> Selected extract:
Keep tabs on pay structure to avoid compression
An online retailer, let’s call it “Behemoth,” announced it was raising its minimum wage to $15 per hour. Cheers went up in warehouses across the nation, until some longtime Behemoth workers, who had climbed the pay scale from $8 to $15 per hour through years of hard work and loyalty to the company, realized their inexperienced co-workers would now be making as much as they were. Behemoth quickly determined that raises were also in order for established employees, to reward their seniority and loyalty, and keep them from jumping ship and taking their knowledge with them.
In other words, Behemoth had to remedy a case of pay compression.
Pay compression occurs when new hires are paid the same or more than current workers in the same position, or when the pay difference between job levels shrinks so much that higher-level workers no longer see their pay advantage as meaningful.
While the story above is a fictionalized simplification of events surrounding the pay structure of an actual retailer, its purpose is to explain why establishing and maintaining your organization’s pay structure is important. In today’s tight job market, you may be tempted to up your salary offers to get new talent on board, only to realize later you’ve caused friction between new hires and experienced workers by compressing pay levels.

> Task requirements: Do these statements agree with the passage on pay compression? 1. Behemoth announced a minimum wage of $15 per hour. 2. The Behemoth story is a faithful account of what happened at an actual retailer. 3. Pay compression can arise when the pay gap between job levels narrows. Answer each with yes or no and quote the deciding words.

> Data records:
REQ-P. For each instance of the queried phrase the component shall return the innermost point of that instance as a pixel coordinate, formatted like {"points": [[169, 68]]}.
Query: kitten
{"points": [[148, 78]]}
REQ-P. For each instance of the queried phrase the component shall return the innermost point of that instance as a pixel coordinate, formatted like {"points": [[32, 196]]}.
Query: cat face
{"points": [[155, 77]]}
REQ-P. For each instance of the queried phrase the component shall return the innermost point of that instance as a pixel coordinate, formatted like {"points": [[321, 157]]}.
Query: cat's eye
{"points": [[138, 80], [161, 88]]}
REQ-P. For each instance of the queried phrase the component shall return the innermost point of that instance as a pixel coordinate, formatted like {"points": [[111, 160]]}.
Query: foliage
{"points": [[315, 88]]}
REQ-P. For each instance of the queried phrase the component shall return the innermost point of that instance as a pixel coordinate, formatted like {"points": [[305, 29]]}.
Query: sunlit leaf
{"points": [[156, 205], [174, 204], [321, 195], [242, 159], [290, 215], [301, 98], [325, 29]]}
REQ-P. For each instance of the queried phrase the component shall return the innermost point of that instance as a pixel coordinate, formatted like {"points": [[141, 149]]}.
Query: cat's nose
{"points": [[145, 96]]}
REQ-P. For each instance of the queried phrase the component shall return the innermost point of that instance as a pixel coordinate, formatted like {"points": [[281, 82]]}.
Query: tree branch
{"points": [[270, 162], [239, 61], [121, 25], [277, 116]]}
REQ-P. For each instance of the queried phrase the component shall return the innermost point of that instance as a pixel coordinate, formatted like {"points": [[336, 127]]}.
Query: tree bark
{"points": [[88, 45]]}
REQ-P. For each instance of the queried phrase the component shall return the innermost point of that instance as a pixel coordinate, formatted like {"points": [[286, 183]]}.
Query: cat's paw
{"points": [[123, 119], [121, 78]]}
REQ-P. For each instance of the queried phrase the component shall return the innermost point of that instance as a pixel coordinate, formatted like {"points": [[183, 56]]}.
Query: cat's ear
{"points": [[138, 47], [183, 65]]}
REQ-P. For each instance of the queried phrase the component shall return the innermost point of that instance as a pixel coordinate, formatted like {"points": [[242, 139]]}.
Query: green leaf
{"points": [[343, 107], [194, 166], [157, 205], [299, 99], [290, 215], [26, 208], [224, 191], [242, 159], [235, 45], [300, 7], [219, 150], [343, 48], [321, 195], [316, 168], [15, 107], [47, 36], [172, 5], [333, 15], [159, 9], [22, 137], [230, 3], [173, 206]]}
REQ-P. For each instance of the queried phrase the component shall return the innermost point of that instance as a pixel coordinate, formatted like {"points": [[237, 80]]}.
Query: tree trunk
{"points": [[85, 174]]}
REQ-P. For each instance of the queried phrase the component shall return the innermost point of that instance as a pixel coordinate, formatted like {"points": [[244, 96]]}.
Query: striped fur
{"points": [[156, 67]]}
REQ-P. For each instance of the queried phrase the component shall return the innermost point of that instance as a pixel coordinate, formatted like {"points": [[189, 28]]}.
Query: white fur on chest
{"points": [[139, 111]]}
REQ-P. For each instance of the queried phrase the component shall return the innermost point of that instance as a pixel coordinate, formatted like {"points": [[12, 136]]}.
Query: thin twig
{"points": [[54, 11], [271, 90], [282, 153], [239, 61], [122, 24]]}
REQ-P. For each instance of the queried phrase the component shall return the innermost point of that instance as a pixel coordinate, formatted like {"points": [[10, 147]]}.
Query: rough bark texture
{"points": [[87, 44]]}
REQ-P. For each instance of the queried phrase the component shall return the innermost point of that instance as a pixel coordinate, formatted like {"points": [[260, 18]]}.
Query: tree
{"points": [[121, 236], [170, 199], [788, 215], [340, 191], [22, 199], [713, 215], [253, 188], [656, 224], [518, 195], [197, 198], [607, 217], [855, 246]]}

> Reply to the exercise:
1. Yes: "announced it was raising its minimum wage to $15 per hour"
2. No: "the story above is a fictionalized simplification of events surrounding the pay structure of an actual retailer"
3. Yes: "when the pay difference between job levels shrinks so much that higher-level workers no longer see their pay advantage as meaningful"